AIM OF THE EXERCISE: Copy out exactly the lines from the one containing "--target=building window --vertices=whole-pixels" to the end of the records below, both included, and nothing else.

PROVIDED RECORDS:
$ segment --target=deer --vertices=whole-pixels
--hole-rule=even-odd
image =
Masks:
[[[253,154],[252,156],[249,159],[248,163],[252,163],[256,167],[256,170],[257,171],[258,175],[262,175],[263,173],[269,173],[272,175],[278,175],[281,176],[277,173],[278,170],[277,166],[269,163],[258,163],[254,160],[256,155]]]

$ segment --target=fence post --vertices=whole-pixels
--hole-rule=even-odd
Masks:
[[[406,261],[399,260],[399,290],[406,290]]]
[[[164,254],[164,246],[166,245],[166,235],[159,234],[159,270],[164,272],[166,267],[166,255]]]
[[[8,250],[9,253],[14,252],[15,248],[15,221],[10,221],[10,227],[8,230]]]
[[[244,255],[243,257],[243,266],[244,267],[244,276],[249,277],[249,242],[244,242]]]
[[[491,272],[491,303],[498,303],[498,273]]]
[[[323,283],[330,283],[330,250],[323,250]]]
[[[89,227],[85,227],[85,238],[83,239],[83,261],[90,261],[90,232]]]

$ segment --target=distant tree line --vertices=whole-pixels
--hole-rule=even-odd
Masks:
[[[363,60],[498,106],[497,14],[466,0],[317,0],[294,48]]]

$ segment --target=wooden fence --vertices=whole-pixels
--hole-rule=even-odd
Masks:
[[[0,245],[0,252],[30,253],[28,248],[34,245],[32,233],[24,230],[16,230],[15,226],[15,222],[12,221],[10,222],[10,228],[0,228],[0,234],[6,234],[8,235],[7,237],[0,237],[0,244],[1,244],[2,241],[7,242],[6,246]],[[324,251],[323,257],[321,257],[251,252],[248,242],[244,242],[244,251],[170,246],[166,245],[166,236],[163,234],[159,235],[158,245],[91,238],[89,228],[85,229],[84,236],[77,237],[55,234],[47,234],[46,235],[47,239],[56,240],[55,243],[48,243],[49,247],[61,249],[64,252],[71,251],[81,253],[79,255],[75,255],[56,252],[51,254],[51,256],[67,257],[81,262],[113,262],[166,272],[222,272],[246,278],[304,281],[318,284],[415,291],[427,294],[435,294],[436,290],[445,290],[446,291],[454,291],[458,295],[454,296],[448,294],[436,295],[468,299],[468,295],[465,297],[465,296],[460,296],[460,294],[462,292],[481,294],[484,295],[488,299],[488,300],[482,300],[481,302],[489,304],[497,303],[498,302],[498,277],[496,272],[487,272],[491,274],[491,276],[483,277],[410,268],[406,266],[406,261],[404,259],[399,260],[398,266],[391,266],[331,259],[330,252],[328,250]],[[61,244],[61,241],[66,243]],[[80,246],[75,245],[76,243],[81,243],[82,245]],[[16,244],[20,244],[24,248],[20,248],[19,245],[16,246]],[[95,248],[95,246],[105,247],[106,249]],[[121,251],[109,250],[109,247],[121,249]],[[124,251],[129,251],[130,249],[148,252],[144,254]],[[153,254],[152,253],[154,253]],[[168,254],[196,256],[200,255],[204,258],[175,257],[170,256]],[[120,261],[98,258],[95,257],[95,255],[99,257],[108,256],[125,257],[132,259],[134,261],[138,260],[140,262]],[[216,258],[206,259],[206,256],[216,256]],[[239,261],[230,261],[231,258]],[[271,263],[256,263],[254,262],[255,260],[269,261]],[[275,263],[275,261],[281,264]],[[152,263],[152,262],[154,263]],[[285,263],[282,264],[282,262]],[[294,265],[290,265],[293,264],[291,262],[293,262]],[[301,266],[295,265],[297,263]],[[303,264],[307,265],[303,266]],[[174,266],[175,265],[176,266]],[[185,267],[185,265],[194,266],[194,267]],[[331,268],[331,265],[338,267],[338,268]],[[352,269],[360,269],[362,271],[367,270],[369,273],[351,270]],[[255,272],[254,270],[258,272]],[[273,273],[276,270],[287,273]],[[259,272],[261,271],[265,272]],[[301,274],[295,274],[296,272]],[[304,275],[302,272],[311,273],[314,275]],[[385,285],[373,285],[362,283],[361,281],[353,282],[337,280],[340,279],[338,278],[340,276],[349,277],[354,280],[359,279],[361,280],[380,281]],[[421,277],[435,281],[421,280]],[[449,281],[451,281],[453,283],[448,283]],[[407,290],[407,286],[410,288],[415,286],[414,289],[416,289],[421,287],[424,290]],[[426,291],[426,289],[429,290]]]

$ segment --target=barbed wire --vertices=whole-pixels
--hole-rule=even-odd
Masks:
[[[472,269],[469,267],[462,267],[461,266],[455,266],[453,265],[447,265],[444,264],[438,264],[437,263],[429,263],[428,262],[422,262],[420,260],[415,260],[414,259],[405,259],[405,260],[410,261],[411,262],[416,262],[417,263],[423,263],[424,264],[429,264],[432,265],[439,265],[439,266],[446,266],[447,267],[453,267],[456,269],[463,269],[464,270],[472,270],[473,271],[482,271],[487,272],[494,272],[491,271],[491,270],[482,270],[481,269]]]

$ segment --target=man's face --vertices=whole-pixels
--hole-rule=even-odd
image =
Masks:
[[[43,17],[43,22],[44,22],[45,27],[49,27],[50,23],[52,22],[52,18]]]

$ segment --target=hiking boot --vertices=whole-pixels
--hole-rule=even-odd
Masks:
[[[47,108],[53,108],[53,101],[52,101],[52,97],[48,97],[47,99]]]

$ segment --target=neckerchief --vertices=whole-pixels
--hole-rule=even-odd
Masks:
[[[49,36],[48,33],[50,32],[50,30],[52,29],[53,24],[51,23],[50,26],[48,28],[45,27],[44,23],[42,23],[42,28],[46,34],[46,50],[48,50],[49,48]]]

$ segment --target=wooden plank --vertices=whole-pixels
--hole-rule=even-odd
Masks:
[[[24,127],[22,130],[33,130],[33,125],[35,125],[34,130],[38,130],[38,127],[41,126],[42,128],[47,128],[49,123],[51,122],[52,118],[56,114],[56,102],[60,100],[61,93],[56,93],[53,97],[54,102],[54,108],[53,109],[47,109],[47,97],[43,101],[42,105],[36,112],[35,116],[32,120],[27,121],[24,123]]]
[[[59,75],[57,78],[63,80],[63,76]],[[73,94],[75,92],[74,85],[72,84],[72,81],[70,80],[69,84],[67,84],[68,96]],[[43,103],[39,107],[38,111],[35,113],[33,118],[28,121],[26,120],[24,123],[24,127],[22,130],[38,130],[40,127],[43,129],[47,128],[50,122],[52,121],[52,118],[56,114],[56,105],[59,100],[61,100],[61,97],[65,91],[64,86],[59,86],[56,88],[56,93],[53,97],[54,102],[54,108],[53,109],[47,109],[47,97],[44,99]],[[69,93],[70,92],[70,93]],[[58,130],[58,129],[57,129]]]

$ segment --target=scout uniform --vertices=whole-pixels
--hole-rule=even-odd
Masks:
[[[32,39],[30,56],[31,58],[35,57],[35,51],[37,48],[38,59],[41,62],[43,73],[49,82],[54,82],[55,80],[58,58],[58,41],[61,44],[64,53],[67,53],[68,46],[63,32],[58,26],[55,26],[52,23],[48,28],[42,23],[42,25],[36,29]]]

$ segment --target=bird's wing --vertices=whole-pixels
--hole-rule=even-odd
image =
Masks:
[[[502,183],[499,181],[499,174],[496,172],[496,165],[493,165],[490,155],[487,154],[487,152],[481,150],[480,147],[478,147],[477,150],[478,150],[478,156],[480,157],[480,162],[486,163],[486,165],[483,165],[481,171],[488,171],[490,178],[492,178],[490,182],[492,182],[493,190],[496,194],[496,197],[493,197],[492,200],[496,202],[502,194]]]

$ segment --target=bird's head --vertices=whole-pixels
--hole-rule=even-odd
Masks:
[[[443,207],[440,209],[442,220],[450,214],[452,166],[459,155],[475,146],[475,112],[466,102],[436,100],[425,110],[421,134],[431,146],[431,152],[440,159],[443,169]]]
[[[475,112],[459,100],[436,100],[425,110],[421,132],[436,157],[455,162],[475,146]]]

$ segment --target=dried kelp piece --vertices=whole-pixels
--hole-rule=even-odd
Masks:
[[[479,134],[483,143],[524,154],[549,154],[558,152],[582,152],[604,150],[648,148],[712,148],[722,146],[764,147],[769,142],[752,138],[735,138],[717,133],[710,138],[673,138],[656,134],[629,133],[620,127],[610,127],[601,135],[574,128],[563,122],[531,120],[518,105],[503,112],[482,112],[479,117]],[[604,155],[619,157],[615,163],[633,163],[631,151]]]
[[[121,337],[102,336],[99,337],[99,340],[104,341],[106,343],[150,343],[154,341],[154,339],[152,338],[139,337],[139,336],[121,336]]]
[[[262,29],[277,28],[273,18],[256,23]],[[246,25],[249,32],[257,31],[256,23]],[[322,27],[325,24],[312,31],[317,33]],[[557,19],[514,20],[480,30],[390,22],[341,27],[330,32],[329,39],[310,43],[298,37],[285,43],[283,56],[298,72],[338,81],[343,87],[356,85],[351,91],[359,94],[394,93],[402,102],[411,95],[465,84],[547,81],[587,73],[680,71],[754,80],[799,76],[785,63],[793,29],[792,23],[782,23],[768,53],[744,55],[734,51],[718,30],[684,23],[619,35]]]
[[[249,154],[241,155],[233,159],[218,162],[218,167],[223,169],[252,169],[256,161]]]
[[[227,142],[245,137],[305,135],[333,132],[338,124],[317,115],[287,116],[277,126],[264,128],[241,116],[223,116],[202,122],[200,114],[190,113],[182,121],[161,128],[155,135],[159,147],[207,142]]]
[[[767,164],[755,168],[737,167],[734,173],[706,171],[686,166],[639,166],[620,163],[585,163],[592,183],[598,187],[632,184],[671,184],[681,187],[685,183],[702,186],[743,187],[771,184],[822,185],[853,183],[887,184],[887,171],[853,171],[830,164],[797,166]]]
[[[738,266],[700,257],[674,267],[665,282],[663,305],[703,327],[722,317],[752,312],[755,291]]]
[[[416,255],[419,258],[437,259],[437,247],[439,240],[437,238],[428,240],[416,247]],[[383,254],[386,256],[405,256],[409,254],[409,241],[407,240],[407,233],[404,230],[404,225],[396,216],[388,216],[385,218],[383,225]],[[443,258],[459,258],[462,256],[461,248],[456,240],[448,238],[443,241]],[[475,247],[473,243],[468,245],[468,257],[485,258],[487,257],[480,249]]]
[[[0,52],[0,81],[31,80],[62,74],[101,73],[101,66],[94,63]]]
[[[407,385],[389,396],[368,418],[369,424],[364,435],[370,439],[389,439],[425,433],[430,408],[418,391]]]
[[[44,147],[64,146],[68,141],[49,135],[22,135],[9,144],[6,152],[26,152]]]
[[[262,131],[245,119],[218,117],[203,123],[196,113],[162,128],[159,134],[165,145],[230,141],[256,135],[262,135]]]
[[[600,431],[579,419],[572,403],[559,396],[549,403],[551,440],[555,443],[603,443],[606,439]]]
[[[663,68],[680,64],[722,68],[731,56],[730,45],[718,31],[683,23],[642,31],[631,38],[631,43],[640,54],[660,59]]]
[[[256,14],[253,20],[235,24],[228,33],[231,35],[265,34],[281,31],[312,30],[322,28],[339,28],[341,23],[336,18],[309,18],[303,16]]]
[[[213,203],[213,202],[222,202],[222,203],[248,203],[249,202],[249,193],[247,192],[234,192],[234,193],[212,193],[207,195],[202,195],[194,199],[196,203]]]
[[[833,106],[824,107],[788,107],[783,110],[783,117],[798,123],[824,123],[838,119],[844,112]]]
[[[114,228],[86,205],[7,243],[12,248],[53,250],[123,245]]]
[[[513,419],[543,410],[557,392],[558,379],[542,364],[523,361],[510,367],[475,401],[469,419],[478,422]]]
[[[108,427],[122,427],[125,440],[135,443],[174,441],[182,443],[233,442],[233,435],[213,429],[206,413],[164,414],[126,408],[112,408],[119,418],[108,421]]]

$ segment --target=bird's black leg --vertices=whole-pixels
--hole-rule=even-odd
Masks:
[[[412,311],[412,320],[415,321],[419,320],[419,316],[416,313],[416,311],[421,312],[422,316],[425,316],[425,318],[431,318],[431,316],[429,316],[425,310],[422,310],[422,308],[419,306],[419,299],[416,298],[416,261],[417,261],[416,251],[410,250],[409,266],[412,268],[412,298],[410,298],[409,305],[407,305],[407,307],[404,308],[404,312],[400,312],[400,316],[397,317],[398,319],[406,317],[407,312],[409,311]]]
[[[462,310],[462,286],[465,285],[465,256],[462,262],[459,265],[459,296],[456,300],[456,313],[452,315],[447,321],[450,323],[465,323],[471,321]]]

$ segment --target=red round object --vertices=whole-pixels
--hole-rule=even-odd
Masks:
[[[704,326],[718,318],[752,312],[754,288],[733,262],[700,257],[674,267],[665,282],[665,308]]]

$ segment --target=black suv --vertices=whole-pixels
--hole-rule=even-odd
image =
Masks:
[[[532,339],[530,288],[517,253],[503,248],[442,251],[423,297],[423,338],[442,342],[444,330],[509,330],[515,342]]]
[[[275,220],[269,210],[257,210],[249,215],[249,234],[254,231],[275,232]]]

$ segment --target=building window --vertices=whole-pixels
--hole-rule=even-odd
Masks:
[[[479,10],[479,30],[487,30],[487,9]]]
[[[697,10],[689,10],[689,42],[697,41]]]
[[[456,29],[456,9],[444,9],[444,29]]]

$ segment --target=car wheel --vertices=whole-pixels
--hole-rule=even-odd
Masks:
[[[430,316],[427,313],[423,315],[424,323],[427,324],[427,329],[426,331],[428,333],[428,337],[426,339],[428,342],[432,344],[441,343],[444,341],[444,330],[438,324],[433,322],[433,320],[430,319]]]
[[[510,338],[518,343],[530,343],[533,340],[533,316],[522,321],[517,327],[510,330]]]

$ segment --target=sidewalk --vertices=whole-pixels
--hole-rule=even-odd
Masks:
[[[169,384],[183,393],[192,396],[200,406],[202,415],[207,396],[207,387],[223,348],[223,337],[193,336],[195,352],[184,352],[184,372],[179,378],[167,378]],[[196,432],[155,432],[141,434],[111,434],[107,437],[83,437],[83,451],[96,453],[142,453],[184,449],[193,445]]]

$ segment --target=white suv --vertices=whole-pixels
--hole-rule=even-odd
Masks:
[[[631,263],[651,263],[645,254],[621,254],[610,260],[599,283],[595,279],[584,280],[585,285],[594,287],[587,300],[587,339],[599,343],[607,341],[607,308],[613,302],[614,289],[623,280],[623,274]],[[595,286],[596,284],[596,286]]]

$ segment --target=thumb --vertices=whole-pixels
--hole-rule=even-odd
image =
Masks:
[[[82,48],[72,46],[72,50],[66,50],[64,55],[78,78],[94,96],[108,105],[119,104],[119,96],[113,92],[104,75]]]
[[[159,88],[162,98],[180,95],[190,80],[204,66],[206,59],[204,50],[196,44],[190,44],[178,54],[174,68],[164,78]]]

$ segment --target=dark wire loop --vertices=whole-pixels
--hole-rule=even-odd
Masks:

WRITTEN RESPONSE:
$ segment --target=building window --vertices=whole-pixels
--hole-rule=even-odd
Masks:
[[[479,10],[479,30],[487,30],[487,9]]]
[[[697,10],[689,10],[689,42],[697,41]]]
[[[456,29],[456,9],[444,9],[444,29]]]

$ segment --target=car wheel --vertices=whole-pixels
--hole-rule=even-odd
Masks:
[[[430,316],[427,313],[423,315],[424,323],[427,324],[427,329],[426,331],[428,333],[428,337],[426,339],[428,342],[432,344],[441,343],[444,341],[444,330],[438,324],[433,322],[433,320],[430,319]]]
[[[510,338],[518,343],[530,343],[533,340],[533,316],[522,321],[517,327],[510,330]]]

$ segment --target=sidewalk --vertices=whole-pixels
--hole-rule=even-odd
Masks:
[[[169,384],[183,393],[192,396],[200,406],[202,415],[207,396],[207,387],[223,348],[223,337],[193,336],[195,352],[184,352],[184,372],[179,378],[167,378]],[[196,432],[155,432],[141,434],[111,434],[107,437],[83,437],[83,451],[96,453],[142,453],[184,449],[193,445]]]

$ segment --target=white suv --vertices=whole-pixels
--hole-rule=even-odd
Masks:
[[[631,263],[651,263],[645,254],[621,254],[610,260],[599,283],[595,279],[584,280],[585,285],[594,287],[587,300],[587,339],[599,343],[607,341],[607,308],[613,302],[614,289],[623,280],[623,274]],[[595,286],[596,284],[596,286]]]

$ segment --target=thumb --vertices=whole-pixels
--hole-rule=even-odd
image =
Masks:
[[[82,48],[72,46],[72,50],[66,50],[64,55],[78,78],[94,96],[108,105],[119,104],[119,96],[113,92],[104,75]]]
[[[159,88],[162,98],[180,95],[190,80],[204,66],[206,59],[204,50],[196,44],[190,44],[178,54],[174,68],[164,78]]]

$ segment --target=dark wire loop --vertices=whole-pixels
--hole-rule=even-odd
Masks:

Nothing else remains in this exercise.